Exercices à faire:
[1] Pouvez-vous recopier à l’identique, dans l’article sur l’expression subsistit in, le passage qui va de « Et cette affirmation » jusqu’à « fondée par Jésus-Christ. » ?
[2] Pouvez-vous poursuivre l’article sur l’expression subsistit in à partir de sa dernière phrase ?

Extrait à lire:
□ □ □

Cet article est une traduction de l’article de Dom Cornelius, de l’abbaye de Saint-Cyran, et daté du 8 juillet 2020.
« L’Église du Christ subsiste dans l’Église catholique ». Gérard Philips avait prédit que cette affirmation, contenue dans le huitième chapitre de la Constitution dogmatique Lumen Gentium, ferait « couler beaucoup d’encre ». Et comme cette prédiction était judicieuse ! Comme les conséquences d’un rejet décisif par l’Église catholique de sa propre identification avec l’Église fondée par Jésus-Christ seraient bouleversantes !
Le problème, bien sûr, est que cette déclaration n’a pas fait couler beaucoup d’encre. Lors du comité où elle a été proposée, en présence de grands noms de la néo-scolastique tels que Fenton, Salaverri et Ottaviani, elle a été acceptée sans la moindre discussion. Seuls quelques Pères voulurent la remplacer par une autre. Leurs suggestions n’aboutirent à rien, et la Constitution passa au vote avec une majorité presque unanime et fut ensuite souscrite par tous les évêques de l’Église catholique. Par la suite, la discussion s’est limitée à une poignée d’ecclésiologues et à une véritable foule de schismatiques, qui ne dialoguent que rarement entre eux.
Et cette affirmation n’a jamais été employée dans le texte de la Constitution elle-même – du moins pas sous la forme que nous lui avons donnée ci-dessus. Les noms propres « Église du Christ » et « Église catholique » ne sont pas joints par le verbe « subsiste ». Il semble donc que l’on ne puisse pas lire ce texte comme une déclaration concernant deux entités distinctes qui sont proprement nommées « Église du Christ » et « Église catholique ».
Ces deux conclusions en suggèrent vaguement une autre, que nous sommes sur le point de faire sortir de l’ombre à la lumière, comme tant d’autres avant nous l’ont fait. Il s’agit du fait que l’Église catholique n’a pas résolument rejeté sa propre identification avec l’Église fondée par Jésus-Christ.
Nous ne traiterons pas de la question de savoir si le pape saint Paul VI était un « vrai pape » ou non. Pour reprendre les mots du Saint-Père actuel, « ne nous perdons pas dans la bêtise ».
L’histoire de l’origine de l’expression subsistit in a été donnée de nombreuses fois par de nombreux auteurs différents. Nous ne la répéterons pas de manière trop détaillée.
Le schéma initial proposé à la considération des Pères du Concile disait que l’Église une, sainte, catholique et apostolique est (est) l’Église catholique, en dehors de laquelle on ne peut trouver que des « éléments ». (Ainsi, l’opinion de Sullivan, (qu’il repose dans la paix du Seigneur), selon laquelle subsistit in a été introduit pour rendre possible la reconnaissance de ces éléments, s’avère résolument fausse. Nous n’en parlerons plus).
À un moment donné, ce texte a été modifié pour dire que cette Église est présente dans (adest in) l’Église catholique. Ce changement n’a pas duré longtemps, et n’est jamais parvenu au Concile. Lors d’une réunion du comité doctrinal, Heribert Schauf a rejeté la formulation adest in comme étant imprécise. Sebastiaan Tromp a alors déclaré :
« On peut dire : donc elle subsiste dans l’Église catholique, et ceci est exclusif [dit avec force] parce qu’on dit qu’ailleurs il n’y a que des éléments. Cela est expliqué dans le texte. »

□ □ □

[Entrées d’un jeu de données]
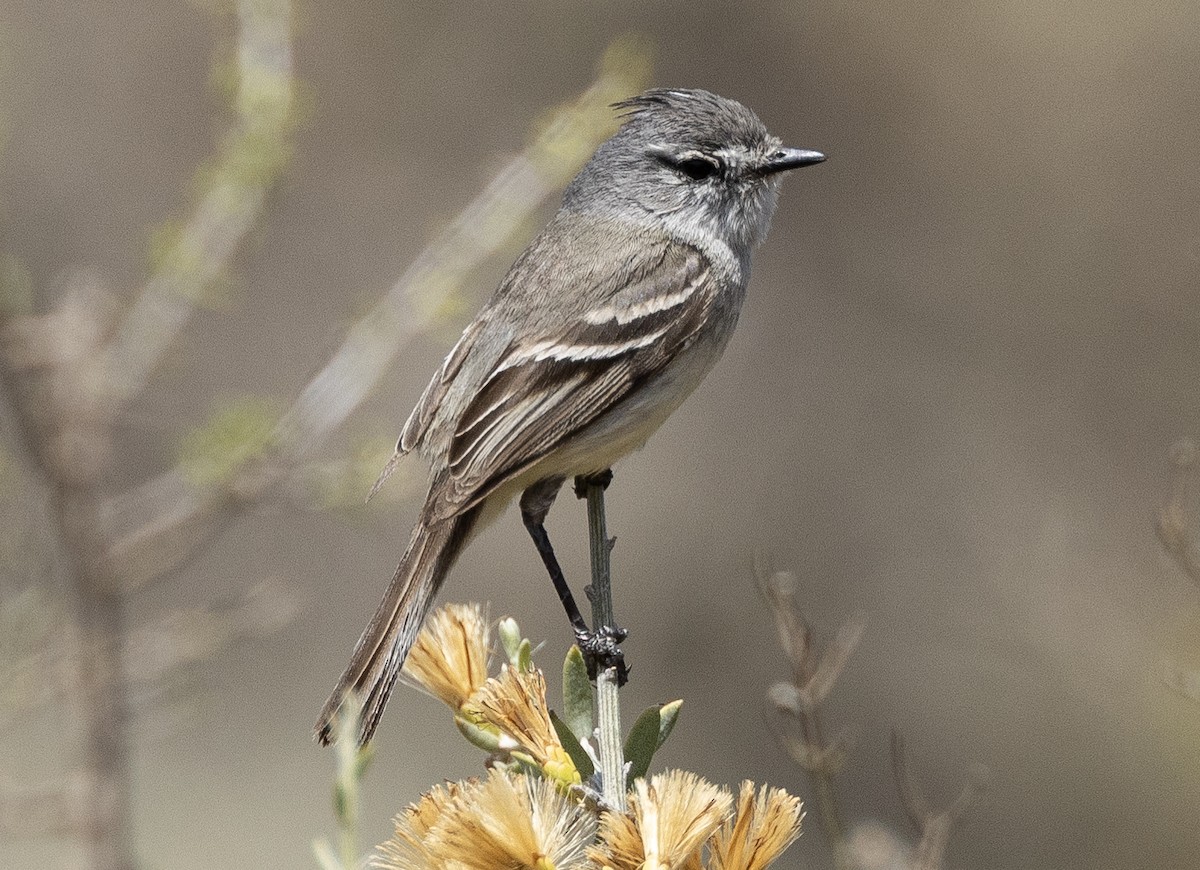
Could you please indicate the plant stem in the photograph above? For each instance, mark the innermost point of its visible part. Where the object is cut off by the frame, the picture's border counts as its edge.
(612, 760)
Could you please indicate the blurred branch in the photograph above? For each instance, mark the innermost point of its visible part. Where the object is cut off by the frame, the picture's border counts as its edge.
(1176, 520)
(797, 703)
(69, 373)
(47, 671)
(934, 827)
(253, 155)
(174, 508)
(45, 810)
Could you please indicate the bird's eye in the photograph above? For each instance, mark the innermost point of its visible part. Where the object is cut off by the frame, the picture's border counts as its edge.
(697, 167)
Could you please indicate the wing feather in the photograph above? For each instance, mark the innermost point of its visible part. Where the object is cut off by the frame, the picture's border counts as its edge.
(545, 388)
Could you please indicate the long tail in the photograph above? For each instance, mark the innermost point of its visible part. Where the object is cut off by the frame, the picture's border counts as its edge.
(384, 645)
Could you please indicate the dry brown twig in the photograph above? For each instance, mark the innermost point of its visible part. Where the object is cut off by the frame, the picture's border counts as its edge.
(934, 827)
(1175, 522)
(797, 703)
(71, 371)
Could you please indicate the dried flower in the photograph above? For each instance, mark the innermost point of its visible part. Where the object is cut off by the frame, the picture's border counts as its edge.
(515, 703)
(409, 846)
(505, 821)
(667, 822)
(765, 826)
(449, 658)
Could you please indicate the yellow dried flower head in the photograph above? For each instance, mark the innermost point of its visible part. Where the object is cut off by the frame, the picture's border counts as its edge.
(515, 702)
(667, 822)
(409, 849)
(505, 821)
(514, 821)
(765, 826)
(449, 658)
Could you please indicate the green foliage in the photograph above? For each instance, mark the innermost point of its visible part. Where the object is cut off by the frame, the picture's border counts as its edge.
(579, 696)
(580, 756)
(649, 732)
(352, 762)
(237, 433)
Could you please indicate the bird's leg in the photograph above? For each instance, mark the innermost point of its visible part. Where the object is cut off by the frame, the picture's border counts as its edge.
(604, 645)
(535, 504)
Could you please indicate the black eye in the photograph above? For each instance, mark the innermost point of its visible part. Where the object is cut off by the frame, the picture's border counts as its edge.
(697, 168)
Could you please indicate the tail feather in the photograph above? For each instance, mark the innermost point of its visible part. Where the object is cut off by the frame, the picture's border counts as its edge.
(384, 645)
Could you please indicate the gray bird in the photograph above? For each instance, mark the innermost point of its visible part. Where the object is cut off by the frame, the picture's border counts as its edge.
(600, 329)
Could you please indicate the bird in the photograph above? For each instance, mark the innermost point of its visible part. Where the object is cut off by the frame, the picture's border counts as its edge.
(601, 328)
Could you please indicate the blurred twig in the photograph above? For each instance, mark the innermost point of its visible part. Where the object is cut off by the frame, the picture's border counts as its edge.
(1175, 522)
(235, 186)
(934, 826)
(177, 509)
(797, 702)
(69, 371)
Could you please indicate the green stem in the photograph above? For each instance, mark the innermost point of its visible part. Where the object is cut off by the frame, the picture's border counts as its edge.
(612, 760)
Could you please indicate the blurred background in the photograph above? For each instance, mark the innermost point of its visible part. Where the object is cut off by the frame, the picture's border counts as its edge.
(969, 347)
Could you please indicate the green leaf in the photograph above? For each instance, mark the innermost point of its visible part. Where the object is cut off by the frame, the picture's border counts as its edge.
(510, 639)
(577, 695)
(669, 714)
(580, 756)
(525, 655)
(487, 741)
(649, 732)
(324, 855)
(363, 761)
(642, 743)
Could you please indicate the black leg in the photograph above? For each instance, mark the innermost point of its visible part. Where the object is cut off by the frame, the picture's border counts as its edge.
(603, 648)
(600, 647)
(534, 505)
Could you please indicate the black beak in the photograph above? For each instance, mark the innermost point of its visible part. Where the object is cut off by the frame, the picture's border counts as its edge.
(790, 159)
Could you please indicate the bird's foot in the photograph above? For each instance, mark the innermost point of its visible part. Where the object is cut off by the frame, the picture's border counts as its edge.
(601, 651)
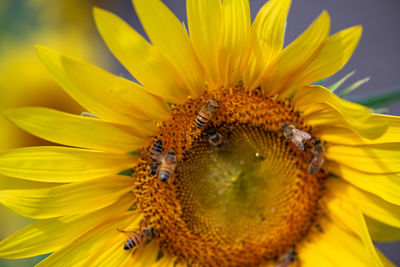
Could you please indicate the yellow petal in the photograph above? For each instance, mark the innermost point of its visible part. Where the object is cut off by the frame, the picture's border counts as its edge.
(165, 261)
(61, 164)
(370, 205)
(269, 26)
(77, 252)
(382, 232)
(236, 43)
(267, 37)
(168, 35)
(299, 54)
(309, 96)
(204, 21)
(382, 158)
(113, 254)
(336, 52)
(322, 108)
(79, 131)
(345, 213)
(386, 186)
(48, 235)
(333, 241)
(345, 136)
(140, 58)
(68, 199)
(54, 62)
(116, 93)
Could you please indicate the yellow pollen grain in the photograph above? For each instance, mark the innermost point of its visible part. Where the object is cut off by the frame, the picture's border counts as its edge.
(242, 204)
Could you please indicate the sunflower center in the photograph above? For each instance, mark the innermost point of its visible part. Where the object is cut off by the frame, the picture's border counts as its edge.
(241, 193)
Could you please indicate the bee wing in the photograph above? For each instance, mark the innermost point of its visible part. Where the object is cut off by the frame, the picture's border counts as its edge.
(298, 143)
(128, 233)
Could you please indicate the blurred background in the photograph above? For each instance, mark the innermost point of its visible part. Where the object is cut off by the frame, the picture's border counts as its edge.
(67, 25)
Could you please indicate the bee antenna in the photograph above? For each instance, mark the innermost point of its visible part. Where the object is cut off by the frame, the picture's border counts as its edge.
(212, 131)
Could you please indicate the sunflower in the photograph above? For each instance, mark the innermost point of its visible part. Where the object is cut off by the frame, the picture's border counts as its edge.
(225, 154)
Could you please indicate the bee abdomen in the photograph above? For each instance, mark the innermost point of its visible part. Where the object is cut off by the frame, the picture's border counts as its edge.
(131, 243)
(165, 174)
(201, 121)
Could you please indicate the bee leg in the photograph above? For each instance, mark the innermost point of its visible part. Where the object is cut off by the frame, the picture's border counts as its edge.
(126, 232)
(142, 224)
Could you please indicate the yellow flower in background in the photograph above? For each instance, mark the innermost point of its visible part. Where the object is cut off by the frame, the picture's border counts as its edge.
(23, 79)
(248, 164)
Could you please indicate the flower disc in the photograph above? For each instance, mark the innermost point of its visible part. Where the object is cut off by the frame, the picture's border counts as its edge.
(242, 201)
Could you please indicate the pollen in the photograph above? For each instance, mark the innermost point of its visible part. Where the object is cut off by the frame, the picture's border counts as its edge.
(240, 193)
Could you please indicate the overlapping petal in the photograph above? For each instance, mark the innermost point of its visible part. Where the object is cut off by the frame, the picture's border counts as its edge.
(80, 251)
(386, 186)
(67, 199)
(336, 52)
(269, 26)
(325, 246)
(382, 158)
(345, 213)
(61, 164)
(76, 85)
(235, 44)
(204, 21)
(298, 55)
(329, 110)
(141, 59)
(79, 131)
(169, 36)
(48, 235)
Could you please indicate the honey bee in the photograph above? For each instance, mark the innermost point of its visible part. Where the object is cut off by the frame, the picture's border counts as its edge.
(208, 110)
(215, 138)
(156, 156)
(296, 136)
(318, 157)
(287, 258)
(168, 165)
(137, 238)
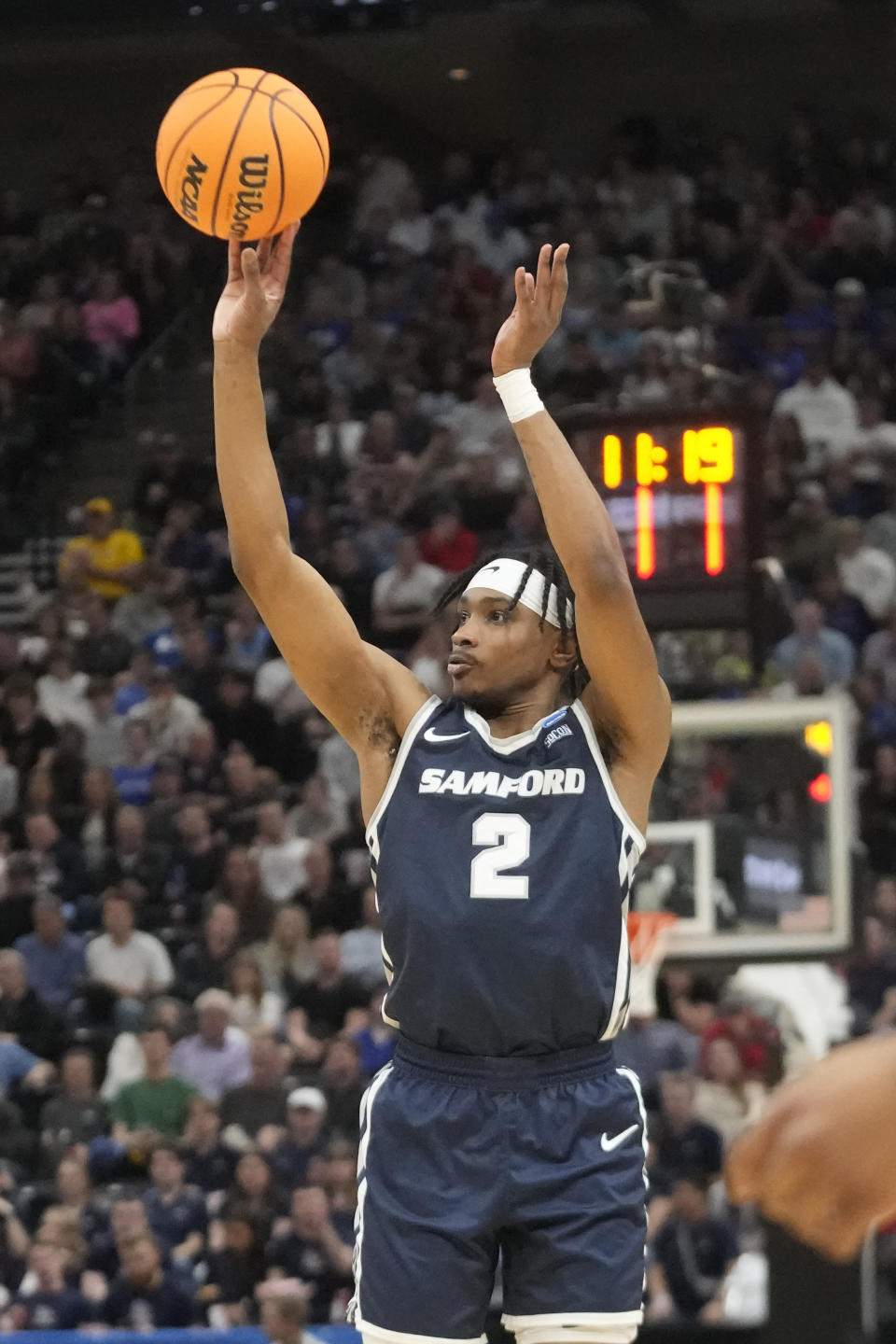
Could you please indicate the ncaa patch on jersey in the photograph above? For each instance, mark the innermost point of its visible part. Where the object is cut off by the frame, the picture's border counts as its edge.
(563, 732)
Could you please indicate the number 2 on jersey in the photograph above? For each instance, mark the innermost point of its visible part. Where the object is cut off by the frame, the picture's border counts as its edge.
(507, 836)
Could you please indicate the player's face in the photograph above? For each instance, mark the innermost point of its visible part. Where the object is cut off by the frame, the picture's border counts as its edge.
(498, 655)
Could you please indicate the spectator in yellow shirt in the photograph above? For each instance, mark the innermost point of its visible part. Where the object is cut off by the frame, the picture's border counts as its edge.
(107, 559)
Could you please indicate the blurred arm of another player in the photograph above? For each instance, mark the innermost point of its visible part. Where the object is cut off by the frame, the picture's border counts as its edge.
(366, 695)
(822, 1159)
(626, 699)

□ □ □

Liste des réponses:
[1]
Et cette affirmation n’a jamais été employée dans le texte de la Constitution elle-même – du moins pas sous la forme que nous lui avons donnée ci-dessus. Les noms propres « Église du Christ » et « Église catholique » ne sont pas joints par le verbe « subsiste ». Il semble donc que l’on ne puisse pas lire ce texte comme une déclaration concernant deux entités distinctes qui sont proprement nommées « Église du Christ » et « Église catholique ».
Ces deux conclusions en suggèrent vaguement une autre, que nous sommes sur le point de faire sortir de l’ombre à la lumière, comme tant d’autres avant nous l’ont fait. Il s’agit du fait que l’Église catholique n’a pas résolument rejeté sa propre identification avec l’Église fondée par Jésus-Christ.

[2]
Un argument d’autorité seul ne suffira pas. Mais le magistère des théologiens est une chose bien réelle. Comment est-il possible que les ténors de la scolastique de leur époque, qui avaient passé toute leur carrière à défendre la pleine identité de l’Église du Christ et de l’Église catholique, se soient tous trompés en même temps ? Tromp proposa la phrase ; Fenton, Salaverri et Schauf étaient tous présents et ne dirent rien contre ; Ottaviani, le Grand Inquisiteur lui-même, présida la réunion et garda également le silence. La phrase est approuvée sans objection.
En revanche, sommes-nous censés croire les « maîtres » autodidactes de la scolastique, descendants d’une lumière fanée qu’ils n’ont jamais vue dans tout son éclat ? Nous voulons parler des sédévacantistes, qui enseignent à partir des livres des anciens maîtres, mais qui ne les ont jamais connus et n’ont jamais été comptés parmi leurs élèves.
Lorsque la phrase est parvenue au Concile, seuls quatorze Pères ont demandé qu’elle soit remplacée : treize par est et un (le Maître général de l’Ordre des Prêcheurs) par consistit. Plus de deux mille évêques ont voté sur le document final : 2151 pour, 5 contre. Tous ont souscrit au document. Aucune conception de l’infaillibilité de l’Église ne pouvait permettre que tous les évêques – c’est-à-dire l’ensemble de l’ecclesia docens – se trompent simultanément, même s’ils étaient unis à un faux chef [NdT : à ce sujet, consulter les articles : Indéfectibilité et obéissance à l’Eglise enseignante et Doctrines hérétiques de Vatican II ?].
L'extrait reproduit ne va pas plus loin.